** begin Material to process **

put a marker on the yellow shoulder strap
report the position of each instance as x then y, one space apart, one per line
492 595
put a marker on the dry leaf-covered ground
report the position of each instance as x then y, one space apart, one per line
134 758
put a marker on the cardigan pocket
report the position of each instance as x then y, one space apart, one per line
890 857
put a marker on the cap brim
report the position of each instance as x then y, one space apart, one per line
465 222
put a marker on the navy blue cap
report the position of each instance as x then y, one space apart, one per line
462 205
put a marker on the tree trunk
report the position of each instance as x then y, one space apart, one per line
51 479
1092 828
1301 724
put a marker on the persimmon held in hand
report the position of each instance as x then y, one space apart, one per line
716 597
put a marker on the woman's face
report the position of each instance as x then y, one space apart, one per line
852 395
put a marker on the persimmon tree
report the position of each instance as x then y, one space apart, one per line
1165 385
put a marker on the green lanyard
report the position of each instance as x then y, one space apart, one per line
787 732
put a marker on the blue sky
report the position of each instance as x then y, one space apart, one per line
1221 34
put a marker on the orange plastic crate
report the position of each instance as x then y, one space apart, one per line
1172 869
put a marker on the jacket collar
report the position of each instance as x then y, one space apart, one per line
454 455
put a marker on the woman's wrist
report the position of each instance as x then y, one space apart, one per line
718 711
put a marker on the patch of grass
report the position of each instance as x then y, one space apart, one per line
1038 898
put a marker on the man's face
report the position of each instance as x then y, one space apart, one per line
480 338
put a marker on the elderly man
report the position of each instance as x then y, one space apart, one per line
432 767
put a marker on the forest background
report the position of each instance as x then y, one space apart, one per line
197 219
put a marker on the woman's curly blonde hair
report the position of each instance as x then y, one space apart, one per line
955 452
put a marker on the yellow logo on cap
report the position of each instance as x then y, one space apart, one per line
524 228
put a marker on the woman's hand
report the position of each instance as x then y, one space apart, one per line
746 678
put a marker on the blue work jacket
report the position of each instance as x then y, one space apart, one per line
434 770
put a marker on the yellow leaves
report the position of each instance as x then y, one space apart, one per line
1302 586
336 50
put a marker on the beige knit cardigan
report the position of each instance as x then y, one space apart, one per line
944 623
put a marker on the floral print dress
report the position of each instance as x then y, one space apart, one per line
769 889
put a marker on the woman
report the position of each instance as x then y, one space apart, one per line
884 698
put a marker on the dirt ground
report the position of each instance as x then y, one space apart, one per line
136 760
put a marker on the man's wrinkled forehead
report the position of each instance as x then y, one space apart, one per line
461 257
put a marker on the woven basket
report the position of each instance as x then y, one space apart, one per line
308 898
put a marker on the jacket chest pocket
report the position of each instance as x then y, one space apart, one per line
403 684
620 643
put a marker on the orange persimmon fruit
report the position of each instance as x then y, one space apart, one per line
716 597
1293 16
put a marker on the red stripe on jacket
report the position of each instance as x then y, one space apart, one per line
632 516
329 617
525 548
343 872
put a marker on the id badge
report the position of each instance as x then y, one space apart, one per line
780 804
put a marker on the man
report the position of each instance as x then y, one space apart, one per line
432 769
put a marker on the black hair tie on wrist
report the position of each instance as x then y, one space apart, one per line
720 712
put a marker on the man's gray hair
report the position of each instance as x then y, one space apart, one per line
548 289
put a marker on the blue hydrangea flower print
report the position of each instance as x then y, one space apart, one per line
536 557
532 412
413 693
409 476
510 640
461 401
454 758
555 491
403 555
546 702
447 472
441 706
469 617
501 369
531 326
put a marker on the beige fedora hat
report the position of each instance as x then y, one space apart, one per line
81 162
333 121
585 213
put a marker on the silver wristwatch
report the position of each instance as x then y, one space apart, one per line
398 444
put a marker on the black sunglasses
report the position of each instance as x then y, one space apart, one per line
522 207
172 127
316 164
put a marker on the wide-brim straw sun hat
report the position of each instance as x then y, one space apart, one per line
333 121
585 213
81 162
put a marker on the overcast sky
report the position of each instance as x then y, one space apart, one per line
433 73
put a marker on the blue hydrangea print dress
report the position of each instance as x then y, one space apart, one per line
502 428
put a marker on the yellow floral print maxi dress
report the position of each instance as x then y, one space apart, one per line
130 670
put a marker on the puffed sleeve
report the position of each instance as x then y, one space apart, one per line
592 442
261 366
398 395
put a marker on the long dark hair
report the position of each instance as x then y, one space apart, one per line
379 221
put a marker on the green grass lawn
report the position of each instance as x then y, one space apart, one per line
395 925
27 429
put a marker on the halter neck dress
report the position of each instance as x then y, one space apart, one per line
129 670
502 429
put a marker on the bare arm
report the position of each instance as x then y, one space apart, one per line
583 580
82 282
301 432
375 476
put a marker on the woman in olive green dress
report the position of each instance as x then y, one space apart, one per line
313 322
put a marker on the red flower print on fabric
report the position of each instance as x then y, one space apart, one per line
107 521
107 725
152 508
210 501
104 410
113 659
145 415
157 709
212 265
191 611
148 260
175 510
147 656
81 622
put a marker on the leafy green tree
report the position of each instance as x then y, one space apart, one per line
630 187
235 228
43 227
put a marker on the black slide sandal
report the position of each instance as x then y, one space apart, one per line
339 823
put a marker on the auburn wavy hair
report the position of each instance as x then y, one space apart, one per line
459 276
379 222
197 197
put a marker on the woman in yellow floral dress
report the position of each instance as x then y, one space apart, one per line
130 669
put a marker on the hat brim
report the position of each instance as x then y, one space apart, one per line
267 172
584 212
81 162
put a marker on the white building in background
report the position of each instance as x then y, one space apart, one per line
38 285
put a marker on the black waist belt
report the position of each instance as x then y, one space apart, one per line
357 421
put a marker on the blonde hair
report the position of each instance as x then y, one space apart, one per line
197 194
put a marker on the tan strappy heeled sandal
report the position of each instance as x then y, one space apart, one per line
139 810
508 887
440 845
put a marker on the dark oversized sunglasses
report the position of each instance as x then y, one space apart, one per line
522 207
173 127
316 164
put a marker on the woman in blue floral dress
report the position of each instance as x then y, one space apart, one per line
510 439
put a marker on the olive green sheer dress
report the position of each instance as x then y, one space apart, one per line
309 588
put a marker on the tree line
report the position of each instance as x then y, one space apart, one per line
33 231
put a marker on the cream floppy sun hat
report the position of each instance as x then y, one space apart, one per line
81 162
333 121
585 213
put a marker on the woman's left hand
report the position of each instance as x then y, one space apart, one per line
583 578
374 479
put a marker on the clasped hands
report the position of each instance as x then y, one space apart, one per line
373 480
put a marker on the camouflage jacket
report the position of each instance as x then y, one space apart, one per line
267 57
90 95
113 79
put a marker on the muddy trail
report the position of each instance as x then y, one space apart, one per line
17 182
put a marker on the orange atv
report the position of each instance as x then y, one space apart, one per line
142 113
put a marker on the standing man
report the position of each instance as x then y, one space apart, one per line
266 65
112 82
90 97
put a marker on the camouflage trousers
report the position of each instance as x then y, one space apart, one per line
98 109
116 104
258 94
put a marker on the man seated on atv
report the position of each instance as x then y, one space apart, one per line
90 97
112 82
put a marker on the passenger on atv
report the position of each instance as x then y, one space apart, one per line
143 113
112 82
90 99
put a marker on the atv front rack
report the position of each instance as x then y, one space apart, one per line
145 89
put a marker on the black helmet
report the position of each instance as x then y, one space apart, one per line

** end Material to process **

> [Instruction] From the records above, extract each line exactly as shown.

> [Answer to this task]
put a marker on the yellow shoulder strap
report the position of each instance as x then y, one space apart, one per line
492 595
put a marker on the dry leaf-covered ground
report the position of each instance as x then y, one space apart, one per line
134 758
put a marker on the cardigan pocket
report the position of each instance as x then y, one space apart, one per line
890 857
put a marker on the cap brim
report the position of each instance as x then y, one space apart, one per line
465 222
put a marker on the navy blue cap
report the position of each instance as x then y, one space apart, one per line
462 205
put a marker on the tree trunk
report the position of each instance as x then y, one space apart, one per line
51 479
1092 828
1301 724
put a marker on the persimmon held in hand
report the position of each instance as x then y, one space apart, one per line
716 597
put a marker on the woman's face
report the position of each instance as x then y, one space apart, one per line
852 395
put a marker on the persimmon tree
report the position of each instance as x then y, one space apart, one per line
1165 385
put a marker on the green lanyard
report the position of each instance as x then y, one space apart, one per line
787 732
put a marker on the blue sky
report the position of each instance as x then y, one space apart, one per line
1221 34
put a marker on the orange plastic crate
report the position of each instance as x then y, one space apart, one per line
1172 869
put a marker on the jacket collar
report the position of each instance as x then y, one space apart, one per line
454 455
put a marker on the woman's wrist
report the position of each instance as x then y, one space apart, one per line
718 711
put a marker on the patch of grass
report the position of each instance as x then y, one space apart, one per line
1038 898
put a marker on the man's face
report the position of each instance as x then y, one space apart, one per line
480 338
put a marker on the elderly man
report the position of each instance as x then y, one space apart, one per line
432 767
put a marker on the forest background
report the position of each instance as x then y, one space apart, one per line
197 219
put a marker on the woman's curly blonde hair
report the position of each instance as x then y, one space apart, one per line
955 452
put a marker on the yellow logo on cap
report the position of each instance as x then y, one space apart, one per line
524 228
put a marker on the woman's hand
report the position of each instance as x then y, one space apart, one per line
746 678
put a marker on the blue work jacket
report the position of each instance as x then y, one space apart, one per line
434 770
put a marker on the yellow leaves
report the position of each instance as x then y, one space apart, one per line
1302 586
336 50
put a marker on the beige knit cardigan
report the position of each instance as x then y, one space apart, one per line
944 623
put a marker on the floral print dress
report the position of each instance as x then y, one space apart, one per line
769 889
put a marker on the woman
report the position of each instance as x then y, one space apart, one per line
884 698
put a marker on the dirt ground
report the position of each instance as x then y, one space apart, one per line
136 760
put a marker on the man's wrinkled forehead
report the position of each instance as x then y, one space apart, one per line
461 257
put a marker on the woven basket
report the position of each instance as x then y, one space apart, one per line
308 898
put a marker on the jacket chest pocket
report the position of each instance as x then y, one space apart, one per line
403 684
620 643
put a marker on the orange persimmon fruit
report the position of each instance as x then y, one space apart, one per line
716 597
1293 16
put a marker on the red stripe on jacket
report the position of each instance as x then y, one space apart, one per line
632 516
329 617
525 548
343 872
put a marker on the id badge
report the position of each instance as x then y, one space apart, one per line
780 804
put a marker on the man
report the position of each instance as x then y, one space apart, one per line
432 769
put a marker on the black hair tie on wrist
report the position of each instance as x then y, one space apart, one per line
720 712
put a marker on the man's gray hair
report the position of each instance as x then y, one space apart, one per line
548 289
put a marker on the blue hydrangea flower print
report the position of each instance as x then y, one space apart, one per line
536 557
532 412
413 693
409 476
510 640
461 401
454 758
555 491
403 555
546 702
447 472
441 706
469 617
501 369
531 326
put a marker on the beige fedora hat
report the position of each instance as x then y, one space apart, one per line
81 162
333 121
585 213
put a marker on the silver wristwatch
report the position of each instance as x then y, one space apart, one per line
398 444
put a marker on the black sunglasses
report the position of each instance as x then y, one space apart, one per line
522 207
172 127
316 164
put a marker on the wide-brim straw sun hat
report the position of each instance as x then y, one space apart, one per line
333 121
585 213
81 162
put a marker on the overcast sky
report the position of each instance as x then y, one space apart, one per line
433 73
put a marker on the blue hydrangea print dress
report the position of each instance as x then y, one space apart, one per line
502 428
put a marker on the yellow floral print maxi dress
report the position of each instance as x then y, one space apart, one per line
130 670
put a marker on the puffed sleeve
report the position of each instance as x then y, one space apart, one per line
592 442
261 366
398 395
put a marker on the long dark hair
report the position of each instance as x then y, one space apart, one per line
379 221
put a marker on the green grass lawn
report the position of each instance as x then y, one space apart, one per line
395 925
27 429
put a marker on the halter neck dress
report the position of each instance as x then y, one space apart, one per line
129 670
502 429
put a marker on the bare arm
report the position of each instance as x then y, one space apart, one per line
583 580
82 282
301 432
375 476
put a marker on the woman in olive green dress
report the position of each instance as x then y, one space apart, one per line
313 322
put a marker on the red flower print on fabric
report the position of each instance as x then y, one space apart, one per line
107 521
107 725
152 508
210 501
104 410
113 659
145 415
157 709
212 265
191 611
148 260
175 510
147 656
81 622
put a marker on the leafy green tree
report the position of each instance as x then y, one space apart, one per line
630 187
235 228
43 227
put a marker on the black slide sandal
report the position of each instance as x then y, one space apart, one per line
339 823
put a marker on the auburn wavy hair
report the position of each instance as x then y, one space apart, one per line
459 276
379 222
197 197
put a marker on the woman in yellow floral dress
report the position of each instance as x then y, one space apart, one per line
130 669
put a marker on the hat brim
report the position of each instance as x then y, one space apart, one per line
267 172
584 212
81 162
put a marker on the white building in background
report the position of each instance as x then y, one space apart, one per line
38 285
put a marker on the black waist belt
report the position of each instance as x then y, one space apart, one per line
357 421
put a marker on the blonde hair
report the position of each instance as x then y, one space apart, one per line
197 194
put a marker on the tan strappy heeled sandal
report the position of each instance as x then y, one space apart, one per line
139 810
508 887
440 845
put a marker on the dark oversized sunglasses
report the position of each instance as x then y, one space apart, one per line
522 207
173 127
316 164
put a marker on the woman in blue floral dress
report the position of each instance as x then y, one space apart, one per line
510 439
put a marker on the olive green sheer dress
report the position of each instance as x then y, one space apart, one per line
309 588
put a marker on the tree line
report the position of each instance as x then y, one space apart, one per line
33 231
put a marker on the cream floppy sun hat
report the position of each instance as x then y, one space apart, one per line
81 162
333 121
585 213
put a marker on the woman's left hand
report the position of each instance as x then y, one space apart, one per line
583 578
374 479
put a marker on the clasped hands
report the position of each instance as x then y, one space apart, one per line
373 480
put a marker on the camouflage jacket
report the position of each instance as x then y, one space apart, one per line
267 57
90 95
113 79
put a marker on the muddy trail
report the position of each instance as x then y, one space apart, one per line
17 182
put a marker on the orange atv
report the position of each instance as x then y, one space apart, one per line
142 113
put a marker on the standing man
report the position of each instance as x then y, one space apart, one per line
266 65
112 82
90 97
put a marker on the camouflage trousers
report the position of each instance as x then y, one space apart, one per line
98 109
116 104
258 94
put a marker on the man seated on atv
report the position of each instance as x then y, one space apart, one per line
90 97
112 82
put a marker on the passenger on atv
report the position of each instance as x then y, one space apart, one per line
143 113
112 82
90 99
put a marker on the atv front rack
report the position of each instance as x then y, one space apart, one per line
145 89
put a marker on the black helmet
report the position of each instance as x then y, one space apart, one per line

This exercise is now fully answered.